Your task.
Your copy should match the entries exactly, with the pictures left out.

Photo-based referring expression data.
_____

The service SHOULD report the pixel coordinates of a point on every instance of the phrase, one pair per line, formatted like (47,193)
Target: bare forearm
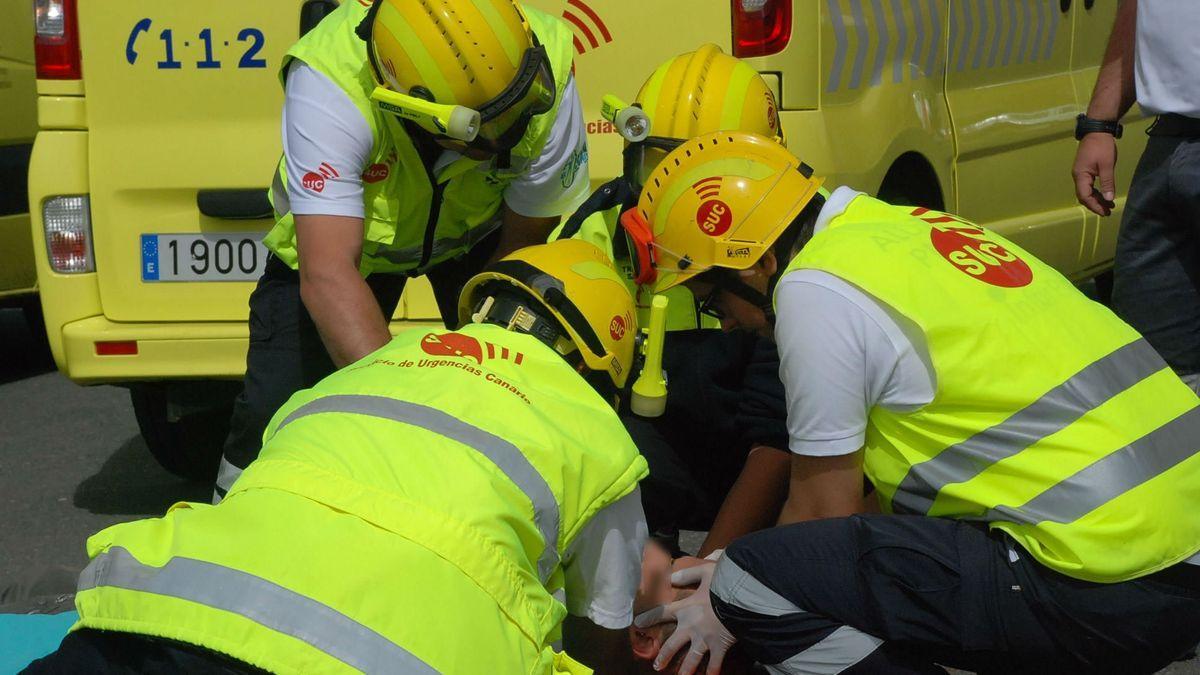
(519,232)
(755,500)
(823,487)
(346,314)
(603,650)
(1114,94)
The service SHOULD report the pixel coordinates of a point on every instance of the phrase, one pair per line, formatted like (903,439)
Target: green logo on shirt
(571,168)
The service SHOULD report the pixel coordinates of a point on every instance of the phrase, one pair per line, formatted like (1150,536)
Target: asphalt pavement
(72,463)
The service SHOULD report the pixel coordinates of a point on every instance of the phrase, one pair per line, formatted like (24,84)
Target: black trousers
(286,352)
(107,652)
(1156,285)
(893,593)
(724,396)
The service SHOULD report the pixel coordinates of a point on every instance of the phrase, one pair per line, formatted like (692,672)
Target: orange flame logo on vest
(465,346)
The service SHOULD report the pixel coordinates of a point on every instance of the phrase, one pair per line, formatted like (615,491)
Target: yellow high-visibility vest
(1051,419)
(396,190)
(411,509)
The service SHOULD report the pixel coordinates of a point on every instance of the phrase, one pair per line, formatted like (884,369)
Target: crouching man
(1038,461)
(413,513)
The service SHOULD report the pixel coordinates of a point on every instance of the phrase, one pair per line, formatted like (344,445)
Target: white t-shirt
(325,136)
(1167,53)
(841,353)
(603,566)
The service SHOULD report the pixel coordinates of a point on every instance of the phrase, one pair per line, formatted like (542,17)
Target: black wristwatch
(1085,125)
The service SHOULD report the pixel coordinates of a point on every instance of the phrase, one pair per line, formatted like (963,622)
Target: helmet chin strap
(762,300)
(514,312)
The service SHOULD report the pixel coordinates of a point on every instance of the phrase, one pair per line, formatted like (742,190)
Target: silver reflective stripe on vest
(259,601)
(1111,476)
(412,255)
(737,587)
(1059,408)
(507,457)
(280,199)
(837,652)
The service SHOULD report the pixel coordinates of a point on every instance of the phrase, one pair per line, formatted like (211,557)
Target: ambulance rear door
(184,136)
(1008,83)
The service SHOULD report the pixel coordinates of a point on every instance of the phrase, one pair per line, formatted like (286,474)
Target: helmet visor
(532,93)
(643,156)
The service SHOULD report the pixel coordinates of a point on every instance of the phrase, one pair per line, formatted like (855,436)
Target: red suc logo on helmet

_____

Solution for this problem.
The service SHOULD report the pixel coordinates of a point on every instance of the phrase, one pair per line, formatted like (47,193)
Target: bare forearm
(519,232)
(755,500)
(823,487)
(346,314)
(603,650)
(1114,94)
The service SHOULD report the pixel coordinates of a point on every instance of the phrase, one pair per line, formatted like (903,439)
Target: green logo on shirt
(571,168)
The service SHOULD report the pixel coordinates of a point on every instance of the phrase, one pair per line, formatted like (1150,536)
Target: asphalt pavement
(72,463)
The service SHOULD report the pixel coordinates of a point on every instance of the phrase, one pair per line, formatted like (24,84)
Target: black trousers
(286,352)
(107,652)
(1156,285)
(893,593)
(724,396)
The service SHOULD report the pixel coordinates of a point on every instance of the phrase, one pair per line, formatted like (692,672)
Target: orange flame logo on vest
(465,346)
The service SHOULD report the pixel coordinates of a point on every instance of the phrase, one pair per line, formatted like (615,491)
Target: yellow high-visibility vest
(1051,419)
(396,190)
(411,509)
The service SHOULD report the pixel coordinates of a point on every instance of the phrase, one pair per line, formatted like (884,369)
Target: crouching man
(1038,461)
(413,513)
The service SHOULD report the pixel coordinates of a point on every instance of the phrase, one pair per line, formatted like (344,445)
Target: white t-shirt
(325,136)
(1167,53)
(841,353)
(603,566)
The service SHOULD report the pixel coordinates of a point on every instance of the phrase, one pair per line, formatted like (542,17)
Target: black wristwatch
(1085,125)
The service SHOULD report the pixel coordinates of a point on every instance of the phrase, one pair per line, formatted like (963,622)
Target: helmet chin strap
(762,300)
(514,312)
The service SHOULD report the pixel coordinates of a point on every instance of the phrase, one pair per line, formatted like (742,190)
Target: silver reflective stripe on vest
(259,601)
(1111,476)
(412,255)
(737,587)
(1059,408)
(507,457)
(280,199)
(837,652)
The service SHOULD report the pixel coordinates of a point on every instance of the phrase, one pair per line, formatted like (211,557)
Target: ambulance rear door
(184,136)
(1008,83)
The service SHOULD report the pixel coordinates of a point on every instance of the phrase, one pair per line, formatted like (286,474)
Target: helmet visor
(532,93)
(643,156)
The service SHOULD report the pixel coordinates of a point on every instance of the phrase, one pair per line, formatted like (855,436)
Target: red suc logo on helmet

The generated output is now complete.